• Source:
- - - - - - -

Couscous Pilaf with Salty Lassi

Couscous (pronounced /ˈkʊskʊs/ or /ˈkuːskuːs/) is a North African dish that has become popular in many countries. It was originally made from millet. Historians have different opinions as to when wheat began to replace the use of millet. The conversion seems to have occurred sometime in the twentieth century, although many regions continue to use the traditional millet. Couscous seems to have a North African origin. Archaeological evidence dating back to the 9th Century, consisting of kitchen utensils needed to prepare this dish, has been found in this part of the world.

Today, Couscous granules are usually made by rolling moistened coarsely ground semolina wheat into small balls, which are then coated with finely ground wheat flour. The finished granules are roughly spherical shape and about one millimeter in diameter before cooking. Different cereals may be used regionally to produce the granules. Traditional couscous requires considerable preparation time and is usually steamed. In many places, a more-processed, quick-cook couscous is available and is particularly valued for its short preparation time. Couscous is traditionally served under a meat or vegetable stew. It can also be eaten alone, flavored or plain, warm or cold (e.g., mixed with Tabbouleh), or as a side dish.

The dish is a traditional staple food throughout West Africa, Sahel, France, Spain, and the Canary Islands, Portugal, Madeira, Italy (particularly in western Sicily's Province of Trapani), as well as in Turkey, Bulgaria, Greece, Malta, Cyprus, parts of the Middle East and India and is eaten in many other parts of the world as well.

Couscous is a grain product made from semolina (coarsely ground durum wheat) or, in some regions, from coarsely ground barley or pearl millet. In Brazil, the traditional couscous is made from Cornmeals.
Couscous from semolina (wheat): The semolina is sprinkled with water and rolled with the hands to form small pellets, sprinkled with dry flour to keep them separate, and then sieved. The pellets which are too small to be finished granules of couscous fall through the sieve to be again sprinkled with dry semolina and rolled into pellets. This process continues until all the semolina has been formed into tiny granules of couscous.

- - - - - - -

• Brief 1:
In the couscous passage, what grain was couscous originally made from?

- - - - - - -

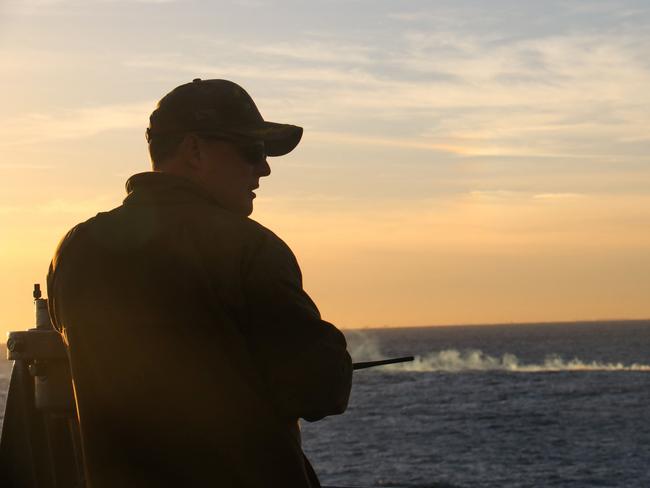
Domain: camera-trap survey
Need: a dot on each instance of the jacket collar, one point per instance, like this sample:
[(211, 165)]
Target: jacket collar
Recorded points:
[(159, 187)]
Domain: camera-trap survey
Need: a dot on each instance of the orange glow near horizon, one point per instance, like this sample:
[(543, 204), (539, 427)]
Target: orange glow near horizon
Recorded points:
[(454, 169)]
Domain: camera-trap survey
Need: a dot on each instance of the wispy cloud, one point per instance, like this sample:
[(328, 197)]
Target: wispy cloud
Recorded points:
[(74, 123)]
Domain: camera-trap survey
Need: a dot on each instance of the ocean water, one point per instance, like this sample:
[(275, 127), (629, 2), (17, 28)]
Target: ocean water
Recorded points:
[(492, 406), (498, 406)]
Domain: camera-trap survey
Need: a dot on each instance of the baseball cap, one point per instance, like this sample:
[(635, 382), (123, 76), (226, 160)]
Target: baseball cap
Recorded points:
[(219, 107)]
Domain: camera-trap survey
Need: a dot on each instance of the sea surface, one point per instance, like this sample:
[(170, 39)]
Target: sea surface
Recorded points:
[(564, 405), (549, 405)]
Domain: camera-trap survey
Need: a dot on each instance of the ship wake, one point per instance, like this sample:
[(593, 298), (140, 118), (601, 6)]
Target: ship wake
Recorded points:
[(455, 361)]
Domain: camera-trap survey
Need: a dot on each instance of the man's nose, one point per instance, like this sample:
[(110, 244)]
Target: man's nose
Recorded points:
[(263, 168)]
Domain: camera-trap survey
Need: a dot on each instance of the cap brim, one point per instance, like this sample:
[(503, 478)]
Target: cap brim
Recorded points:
[(279, 139)]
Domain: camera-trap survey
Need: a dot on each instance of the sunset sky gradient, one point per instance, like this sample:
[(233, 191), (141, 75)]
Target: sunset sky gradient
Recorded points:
[(463, 161)]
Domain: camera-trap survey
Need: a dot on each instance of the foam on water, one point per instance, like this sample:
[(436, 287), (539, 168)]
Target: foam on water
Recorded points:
[(455, 361)]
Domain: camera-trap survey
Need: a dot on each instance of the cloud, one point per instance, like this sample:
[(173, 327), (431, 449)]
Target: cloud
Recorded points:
[(73, 123)]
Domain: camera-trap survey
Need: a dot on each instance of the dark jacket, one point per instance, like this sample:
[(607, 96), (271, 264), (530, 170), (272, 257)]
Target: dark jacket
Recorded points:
[(193, 347)]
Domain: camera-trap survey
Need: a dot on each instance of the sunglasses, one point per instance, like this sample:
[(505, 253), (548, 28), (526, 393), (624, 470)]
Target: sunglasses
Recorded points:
[(253, 152)]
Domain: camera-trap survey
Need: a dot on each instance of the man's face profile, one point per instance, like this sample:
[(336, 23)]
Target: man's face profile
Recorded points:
[(231, 172)]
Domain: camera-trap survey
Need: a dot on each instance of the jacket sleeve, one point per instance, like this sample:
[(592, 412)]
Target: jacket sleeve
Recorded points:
[(303, 359)]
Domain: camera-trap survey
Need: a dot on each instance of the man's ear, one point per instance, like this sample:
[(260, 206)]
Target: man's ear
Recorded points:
[(190, 148)]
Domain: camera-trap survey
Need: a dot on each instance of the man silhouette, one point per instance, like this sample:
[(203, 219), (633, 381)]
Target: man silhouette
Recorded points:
[(194, 349)]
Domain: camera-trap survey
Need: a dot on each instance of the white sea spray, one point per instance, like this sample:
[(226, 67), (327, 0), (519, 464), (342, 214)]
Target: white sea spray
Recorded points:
[(455, 361)]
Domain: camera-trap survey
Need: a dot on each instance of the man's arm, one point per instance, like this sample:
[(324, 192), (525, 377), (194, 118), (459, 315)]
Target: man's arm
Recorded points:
[(302, 358)]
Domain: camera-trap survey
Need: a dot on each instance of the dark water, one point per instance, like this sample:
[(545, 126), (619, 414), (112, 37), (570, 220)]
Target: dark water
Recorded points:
[(499, 406), (503, 406)]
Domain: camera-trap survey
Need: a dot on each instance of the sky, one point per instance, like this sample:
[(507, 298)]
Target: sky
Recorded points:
[(463, 162)]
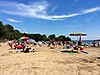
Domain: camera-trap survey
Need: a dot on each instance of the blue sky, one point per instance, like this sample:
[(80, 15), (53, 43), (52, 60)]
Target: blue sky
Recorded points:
[(60, 17)]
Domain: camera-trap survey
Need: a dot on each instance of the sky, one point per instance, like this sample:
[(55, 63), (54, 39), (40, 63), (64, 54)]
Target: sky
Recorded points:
[(59, 17)]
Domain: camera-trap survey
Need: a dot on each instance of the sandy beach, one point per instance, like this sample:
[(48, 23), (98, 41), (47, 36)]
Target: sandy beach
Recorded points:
[(46, 61)]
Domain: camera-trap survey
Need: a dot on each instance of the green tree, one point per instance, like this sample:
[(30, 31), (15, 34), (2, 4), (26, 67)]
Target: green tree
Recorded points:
[(52, 36)]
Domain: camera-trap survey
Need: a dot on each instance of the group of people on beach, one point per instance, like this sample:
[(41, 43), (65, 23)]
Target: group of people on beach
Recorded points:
[(31, 47), (22, 46), (65, 45)]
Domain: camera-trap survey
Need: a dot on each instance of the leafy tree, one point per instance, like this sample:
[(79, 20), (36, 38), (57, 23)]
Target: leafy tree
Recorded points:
[(52, 36), (68, 39)]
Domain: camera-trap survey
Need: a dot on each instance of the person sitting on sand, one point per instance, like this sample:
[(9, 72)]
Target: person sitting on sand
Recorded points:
[(10, 43)]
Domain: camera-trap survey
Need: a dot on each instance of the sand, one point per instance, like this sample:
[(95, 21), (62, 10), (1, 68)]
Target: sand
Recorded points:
[(46, 61)]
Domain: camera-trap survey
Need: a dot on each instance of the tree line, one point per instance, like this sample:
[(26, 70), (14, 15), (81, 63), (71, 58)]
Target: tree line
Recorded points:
[(8, 32)]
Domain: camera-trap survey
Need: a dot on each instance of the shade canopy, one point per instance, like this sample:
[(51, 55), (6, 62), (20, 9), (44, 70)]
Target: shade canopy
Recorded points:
[(30, 41), (78, 34), (24, 38)]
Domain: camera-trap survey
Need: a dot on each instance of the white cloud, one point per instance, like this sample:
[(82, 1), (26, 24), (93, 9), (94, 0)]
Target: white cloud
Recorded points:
[(13, 20), (38, 10)]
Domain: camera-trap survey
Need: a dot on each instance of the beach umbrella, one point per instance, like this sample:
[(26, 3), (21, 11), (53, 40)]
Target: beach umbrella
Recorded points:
[(78, 34), (24, 38), (30, 41)]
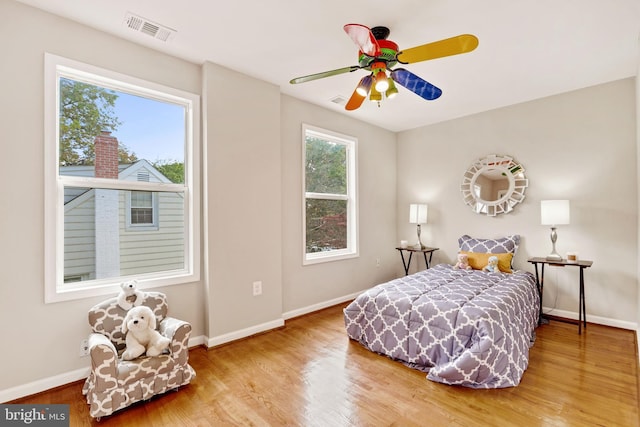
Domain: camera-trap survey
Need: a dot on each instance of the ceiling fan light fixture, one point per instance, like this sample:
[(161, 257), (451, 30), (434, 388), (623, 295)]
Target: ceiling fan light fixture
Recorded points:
[(393, 90), (375, 95), (365, 85), (382, 83)]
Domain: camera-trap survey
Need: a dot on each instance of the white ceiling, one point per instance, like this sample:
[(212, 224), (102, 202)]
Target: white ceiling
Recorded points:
[(528, 49)]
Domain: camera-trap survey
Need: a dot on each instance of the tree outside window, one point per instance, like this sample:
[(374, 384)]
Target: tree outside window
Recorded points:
[(330, 205)]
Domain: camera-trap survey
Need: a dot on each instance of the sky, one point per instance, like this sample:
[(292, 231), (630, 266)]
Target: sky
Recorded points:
[(153, 130)]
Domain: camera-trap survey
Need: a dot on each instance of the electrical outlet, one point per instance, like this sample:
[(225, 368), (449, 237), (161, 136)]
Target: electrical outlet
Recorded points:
[(257, 288), (84, 348)]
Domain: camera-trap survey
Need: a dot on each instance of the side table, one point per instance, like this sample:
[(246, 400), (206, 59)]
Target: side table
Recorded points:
[(582, 317), (411, 250)]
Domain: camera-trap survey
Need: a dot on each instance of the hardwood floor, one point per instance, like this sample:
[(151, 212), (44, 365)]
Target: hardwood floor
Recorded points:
[(309, 373)]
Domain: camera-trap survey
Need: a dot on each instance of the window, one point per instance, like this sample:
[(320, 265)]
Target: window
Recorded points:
[(330, 204), (121, 186)]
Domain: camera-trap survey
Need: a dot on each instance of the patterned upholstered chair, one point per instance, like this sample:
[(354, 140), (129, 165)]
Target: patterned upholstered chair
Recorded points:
[(114, 383)]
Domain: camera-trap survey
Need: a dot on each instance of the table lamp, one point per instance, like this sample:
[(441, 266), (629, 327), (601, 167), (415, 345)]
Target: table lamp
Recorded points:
[(553, 213), (418, 215)]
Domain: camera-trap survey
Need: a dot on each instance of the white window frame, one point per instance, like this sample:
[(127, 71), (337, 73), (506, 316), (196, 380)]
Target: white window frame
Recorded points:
[(352, 250), (154, 225), (55, 288)]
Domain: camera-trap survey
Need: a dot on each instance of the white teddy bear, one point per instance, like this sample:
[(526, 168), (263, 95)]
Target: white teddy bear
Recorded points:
[(130, 293), (140, 327)]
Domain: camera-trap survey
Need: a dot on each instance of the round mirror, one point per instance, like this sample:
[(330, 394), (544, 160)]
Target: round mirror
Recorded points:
[(494, 185)]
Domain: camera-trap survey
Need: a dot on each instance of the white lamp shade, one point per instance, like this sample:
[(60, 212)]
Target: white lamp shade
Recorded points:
[(554, 212), (417, 214)]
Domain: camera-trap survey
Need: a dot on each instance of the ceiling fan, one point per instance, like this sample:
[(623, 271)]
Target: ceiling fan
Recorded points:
[(379, 55)]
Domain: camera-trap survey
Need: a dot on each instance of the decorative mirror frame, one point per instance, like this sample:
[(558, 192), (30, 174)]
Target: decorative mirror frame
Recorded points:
[(513, 195)]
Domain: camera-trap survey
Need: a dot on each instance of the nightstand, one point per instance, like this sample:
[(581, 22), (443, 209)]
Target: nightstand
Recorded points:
[(411, 251), (582, 264)]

- - - - - - -

• Brief 2:
Please list every line of the listing that contains the string "water". Matching is case-sensitive.

• Written answer 1:
Millet.

• Written answer 2:
Need: a dot on each instance of the ocean water, one point per instance, like this sample:
Target: ocean water
Need: a dot on each instance of the foam on water, one point per instance, like this sample:
Target: foam on water
Need: a dot on each instance of the dark water, one point per instance, like this sample:
Target: dark water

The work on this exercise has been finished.